> _THE PROBLEM_
Print each of the rows below word for word, and leave the pictures out.

> _DATA SUPPLIED_

____________________

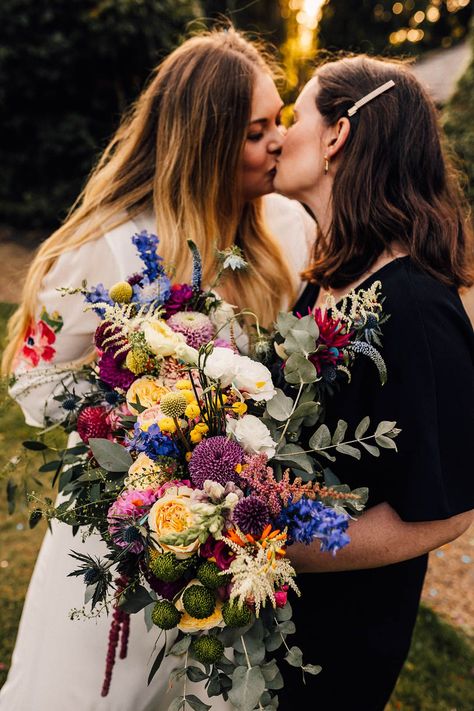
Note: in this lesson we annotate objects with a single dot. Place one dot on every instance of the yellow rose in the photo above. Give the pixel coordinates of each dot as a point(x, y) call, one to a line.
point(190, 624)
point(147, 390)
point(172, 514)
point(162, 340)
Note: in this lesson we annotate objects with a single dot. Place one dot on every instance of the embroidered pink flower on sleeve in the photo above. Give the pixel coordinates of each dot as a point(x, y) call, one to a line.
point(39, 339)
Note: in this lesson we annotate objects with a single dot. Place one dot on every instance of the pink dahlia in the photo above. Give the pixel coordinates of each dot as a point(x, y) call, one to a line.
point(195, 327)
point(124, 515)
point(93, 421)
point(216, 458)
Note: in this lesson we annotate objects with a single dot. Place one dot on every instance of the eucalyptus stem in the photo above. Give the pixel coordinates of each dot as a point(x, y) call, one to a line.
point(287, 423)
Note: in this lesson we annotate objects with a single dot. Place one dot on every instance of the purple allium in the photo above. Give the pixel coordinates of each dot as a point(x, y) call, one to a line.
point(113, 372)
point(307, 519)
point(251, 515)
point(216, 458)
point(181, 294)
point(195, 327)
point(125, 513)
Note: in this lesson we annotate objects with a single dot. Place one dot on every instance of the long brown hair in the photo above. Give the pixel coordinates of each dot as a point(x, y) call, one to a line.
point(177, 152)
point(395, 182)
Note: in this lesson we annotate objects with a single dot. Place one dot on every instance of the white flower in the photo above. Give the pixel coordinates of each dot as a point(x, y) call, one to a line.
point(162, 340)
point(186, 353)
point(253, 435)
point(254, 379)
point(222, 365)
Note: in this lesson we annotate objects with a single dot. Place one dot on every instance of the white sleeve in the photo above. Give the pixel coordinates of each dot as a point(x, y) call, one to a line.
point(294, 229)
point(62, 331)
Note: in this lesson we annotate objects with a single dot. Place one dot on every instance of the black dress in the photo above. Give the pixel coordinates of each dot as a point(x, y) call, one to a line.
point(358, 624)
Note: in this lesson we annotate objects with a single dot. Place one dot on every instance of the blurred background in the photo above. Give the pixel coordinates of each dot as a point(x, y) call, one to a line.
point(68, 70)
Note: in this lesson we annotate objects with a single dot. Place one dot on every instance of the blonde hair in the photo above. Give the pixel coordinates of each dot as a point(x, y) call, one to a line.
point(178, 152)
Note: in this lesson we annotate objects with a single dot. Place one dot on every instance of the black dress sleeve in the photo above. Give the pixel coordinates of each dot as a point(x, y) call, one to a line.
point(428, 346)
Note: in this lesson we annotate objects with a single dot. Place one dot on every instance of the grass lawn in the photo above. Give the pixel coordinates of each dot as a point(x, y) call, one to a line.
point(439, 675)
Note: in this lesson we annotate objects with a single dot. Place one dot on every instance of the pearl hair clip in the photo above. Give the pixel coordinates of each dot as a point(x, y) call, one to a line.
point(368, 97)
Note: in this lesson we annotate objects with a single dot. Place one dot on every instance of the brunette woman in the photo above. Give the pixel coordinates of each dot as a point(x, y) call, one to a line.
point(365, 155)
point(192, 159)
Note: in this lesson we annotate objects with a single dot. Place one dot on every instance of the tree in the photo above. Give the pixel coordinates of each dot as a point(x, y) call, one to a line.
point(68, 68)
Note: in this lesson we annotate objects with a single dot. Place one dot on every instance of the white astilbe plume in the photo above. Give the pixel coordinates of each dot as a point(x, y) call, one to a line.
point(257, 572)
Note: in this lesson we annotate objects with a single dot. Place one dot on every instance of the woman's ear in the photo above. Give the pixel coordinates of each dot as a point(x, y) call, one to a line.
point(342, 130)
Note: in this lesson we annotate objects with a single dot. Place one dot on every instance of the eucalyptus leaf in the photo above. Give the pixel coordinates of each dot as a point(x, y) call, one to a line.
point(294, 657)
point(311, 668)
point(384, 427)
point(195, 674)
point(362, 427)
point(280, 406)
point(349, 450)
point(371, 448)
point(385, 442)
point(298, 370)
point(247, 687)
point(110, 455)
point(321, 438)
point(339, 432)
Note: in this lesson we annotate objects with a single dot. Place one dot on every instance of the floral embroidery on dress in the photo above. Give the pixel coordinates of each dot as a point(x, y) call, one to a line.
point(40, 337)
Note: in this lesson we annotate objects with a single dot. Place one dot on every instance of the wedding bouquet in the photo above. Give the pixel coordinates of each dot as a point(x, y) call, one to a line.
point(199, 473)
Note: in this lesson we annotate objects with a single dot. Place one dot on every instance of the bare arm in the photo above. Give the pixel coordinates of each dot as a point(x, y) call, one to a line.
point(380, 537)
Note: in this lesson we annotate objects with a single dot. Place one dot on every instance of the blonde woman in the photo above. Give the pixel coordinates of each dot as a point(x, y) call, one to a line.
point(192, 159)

____________________

> _THE RESULT_
Note: in this lesson we annotate objects with a single dot. Place one dot on every instance of the yellow rose in the photo above. Give the pixel coordinates of each dot as a point(x, y) call, one to a line.
point(190, 624)
point(147, 390)
point(172, 514)
point(162, 340)
Note: in this lesson we annotate objects with a single dot. Place one dot on every instance of the embroidered pink flower on sleeve in the photo above. Give the pixel coordinates of each dot as a point(x, y) call, one to a line.
point(39, 339)
Note: in this lesson we annotate objects with a single dot. Place one dot on every instance of the pink dahlia in the photo above. Give the pixel coordinates of each dot as a point(x, y) call, one to a line.
point(195, 327)
point(124, 515)
point(93, 421)
point(216, 458)
Note: in this lesson we annotate objects with a single dot. Place one dot on every instance of the eucalyptus stem in the photo above. Give the pixel coordinates of each dot as a point(x, y) call, one to a line.
point(287, 423)
Note: in this lesson we annotate objects with a single dot. Place one dot on every instance of the purple allium in the photo above. Give the pixel coordinates of each dot as a point(x, y) call, one to a line.
point(113, 372)
point(307, 519)
point(251, 515)
point(216, 458)
point(181, 294)
point(195, 327)
point(125, 513)
Note: in this lesson we annotate objects with a single dot. Place one dot on every instance of the long brown hair in the photo above. Give the pixel coordinates of each dot as a point(x, y) call, one to a line.
point(177, 152)
point(395, 182)
Note: in this lesson we annotate objects with a single dot. Place one dot on every instance of the white flower in the photo above. Give the pixel coordinates of each dot as a point(x, y) call, one to a line.
point(162, 340)
point(186, 353)
point(253, 435)
point(254, 379)
point(222, 365)
Note: in this lesson we annotate objects with a single dot. Place one dot on every instance of the white sleeve in the photo above. Give the pixel coordinates of each dot as a point(x, y) call, one to a line.
point(294, 229)
point(62, 331)
Note: in this lesson we annotate objects with a single dot. Place one dot on every instance of the black dress in the photo above. Give the pixel coordinates of each dot as a point(x, y) call, one to a line.
point(358, 624)
Note: in this lesson we annotate objects with a single dot. Place one dot on every instance of the blurred background in the photo above. Give the pixel coordinates of each dot as a point(x, y) call, one to a line.
point(68, 70)
Note: in this lesson we annotate objects with a single dot. Place one dot on every instance of the blonde hair in the photo above. Give the pixel coordinates of each dot as a point(x, y) call, one to a line.
point(178, 152)
Note: in this lesson we annotate objects with a single dot. Place one dot on every instance of the black dress sleeve in the photo above. Give the pixel coordinates of each dot as a point(x, y) call, one to a line.
point(428, 346)
Note: in this lesson we annotate objects with a single dot. Place one dot on every instance of the grass lawn in the photo above. Give the pixel coordinates of each dot as a point(x, y) call, one to a line.
point(439, 675)
Note: in this lesson we annotate objects with a single dot. Place one dot on every instance of the pearl hair clip in the photo above. Give the pixel coordinates of each dot as a point(x, y) call, one to a line.
point(368, 97)
Note: in this lesson we annotate objects with a single dot. Place one dot on every instance of the brunette woman in the photo above. Give the pixel coordinates of each dot as a point(x, y) call, one to a line.
point(365, 155)
point(192, 159)
Note: in this lesson we annotate objects with a single dot. Place one dot on every instance of the tree in the photo above. Give the pixel coordinates of each dot as a point(x, y) call, one to a line.
point(68, 68)
Note: in this lesson we annotate objects with a single dot. Place one dot on every instance of the white astilbe plume in the photo above. Give the pixel coordinates of each dot as a point(x, y) call, one to a line.
point(257, 572)
Note: in this lesson we annotate objects with a single dot. Place one dot on every instance of the woman's ear in the photo above. Give the pixel coordinates of each dot as a point(x, y) call, one to a line.
point(342, 130)
Note: in this lesson we annotate objects with a single dot. Place one dot on every instance of the eucalyptus leaf in the photo above. Give the pixel coordinates of each dot as a point(x, y) call, one to a line.
point(294, 657)
point(311, 668)
point(384, 427)
point(195, 674)
point(362, 427)
point(280, 406)
point(349, 450)
point(371, 448)
point(385, 442)
point(298, 370)
point(247, 687)
point(110, 455)
point(321, 438)
point(339, 432)
Note: in this lesson we annotate objects with a single dot. Place one dot on every instance of the floral embroidery on dress in the photo above. Give the pixel coordinates of each dot as a point(x, y) call, one to a line.
point(40, 337)
Note: in this lesson we annotate objects with a single dot. Place one dot on every instance of the wedding bouquet in the photo above. Give the pixel coordinates of each dot as a point(x, y) call, one to a line.
point(199, 473)
Note: in this lesson we annotate objects with a single dot. Place one dot on every instance of the bare arm in the photo above. Give the pixel coordinates of each dot as a point(x, y) call, one to a line.
point(380, 537)
Note: in this lesson we annotate objects with a single dot. Place one dot on every instance of the blonde woman in the photo above. Give the pixel coordinates of each dot as a point(x, y) call, one to a line.
point(192, 159)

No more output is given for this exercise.